Déjà, sous François Ier et sous Henri II, les impôts étaient onéreux ; ainsi, tous les ans, ils demandaient la levée du fouage ; jadis, c'était une ressource extraordinaire dans les besoins pressants de l'État ; il devenait désormais un revenu annuel et ordinaire. En 1542, François Ier avait soumis la Bretagne à la gabelle du sel [Note : Dès 1519 les fermiers du domaine essaient de mettre un impôt sur le sel ; l'on se plaint, l'on réclame, et les États arrêtent le nouvel impôt] ; malgré certains privilèges, la province réclamait, mais inutilement, sous ce prince, sous Henri II, sous Henri III, contre cet impôt nouveau, funeste à l'agriculture (Dict. d’Ogée. Note, p. 176).

Les fils de Henri II surtout, placés dans la situation financière la plus désastreuse, sans cesse pressés par le besoin d'argent, employaient tous les moyens, même les plus mauvais, pour s'en procurer. Ainsi les gens de finances faisaient établir un impôt, qui pesait presque exclusivement sur les populations rurales : Charles IX vendait en Bretagne des fouages jusqu'à concurrence de 360.000 livres de principal (1562) ; plus tard, il aliénait jusqu'à 12.000 livres de rente (1573) : Henri III affranchissait, moyennant finances, deux feux par paroisse dans toute la province, sans préjudice des affranchissements individuels ; toutes ces mauvaises mesures faisaient retomber le poids des tailles sur la classe la plus pauvre (Dareste, Histoire de l'Administration en France, t. II, p 64).

Il serait très-long et très-difficile de rappeler tous les abus dont les États eurent à se plaindre, et les Bretons à souffrir sous les derniers Valois : quelques exemples suffiront pour faire apprécier l'époque. Le duc d'Étampes, gouverneur de Bretagne, sans consulter les États, ordonne de lever plusieurs impôts très-onéreux ; les députés font entendre de très-énergiques remontrances qui ne sont pas écoutées ; et c'est là l'occasion de longs et malheureux conflits entre les États, le Parlement, la Cour des Comptes et la Royauté, qui ne sait pas administrer. En 1567, à propos de nouveaux impôts, non consentis, les États de Vannes remontrent à Charles IX que, par le contrat de la feue reine Anne et union du duché à la couronne de France, il est expressément porté que, sans le consentèmmt des trois États, ne seront levés aucuns deniers, ni imposés aucuns nouveaux devoirs, subsides et impôts audit pays de Bretagne. Les États de Nantes, de 1569, rencontrent également que les impôts et billots sont des accords et octrois faits volontairement par les trois États.

En 1576, ils supplient Henri III de mettre en considération leurs précédentes remontrances et doléances, et d'ordonner que les pactions et accords faits au mariage de la feue Anne, duchesse de bonne mémoire avec Charles VIII, etc..... soient inviolablement observés ; qu'il ne soit dorénavant fait aucune levée de deniers sans le consentement des États ; et défense aux généraux des finances d'en faire aucun déportement, à faute de quoi les États protestent dès à présent d'injustice contre eux, et les prennent à partie pour leur faire en leur privé nom réparer le tout. Les États de Rennes, en 1578 et 1579, font des remontrances dans le même esprit et dans les mêmes termes : ce qui prouve qu'elles étaient vaines, et que les financiers continuaient de lever des impôts non consentis (Registres des États, Archives d'Ille-et-Vilaine).

+++++

ÉNONCÉ A:
Reproduisez le passage de l'extrait sur les impôts en Bretagne qui commence aux mots « En 1576, ils » et s'arrête après les mots « États, Archives d'Ille-et-Vilaine). ».
ÉNONCÉ B:
D'après l'extrait sur les impôts en Bretagne, en quelle année François Ier a-t-il soumis la province à la gabelle du sel ?

DONNÉES ENREGISTRÉES:

+++++

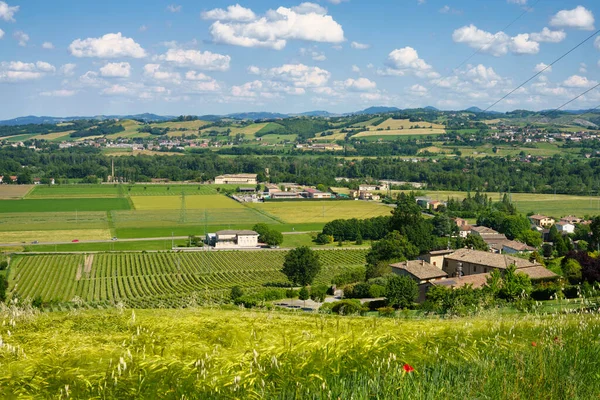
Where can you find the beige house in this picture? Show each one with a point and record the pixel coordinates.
(236, 179)
(541, 221)
(231, 239)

+++++

SOLUTION RÉDIGÉE A:
En 1576, ils supplient Henri III de mettre en considération leurs précédentes remontrances et doléances, et d'ordonner que les pactions et accords faits au mariage de la feue Anne, duchesse de bonne mémoire avec Charles VIII, etc..... soient inviolablement observés ; qu'il ne soit dorénavant fait aucune levée de deniers sans le consentement des États ; et défense aux généraux des finances d'en faire aucun déportement, à faute de quoi les États protestent dès à présent d'injustice contre eux, et les prennent à partie pour leur faire en leur privé nom réparer le tout. Les États de Rennes, en 1578 et 1579, font des remontrances dans le même esprit et dans les mêmes termes : ce qui prouve qu'elles étaient vaines, et que les financiers continuaient de lever des impôts non consentis (Registres des États, Archives d'Ille-et-Vilaine).

SOLUTION RÉDIGÉE B:
En 1542.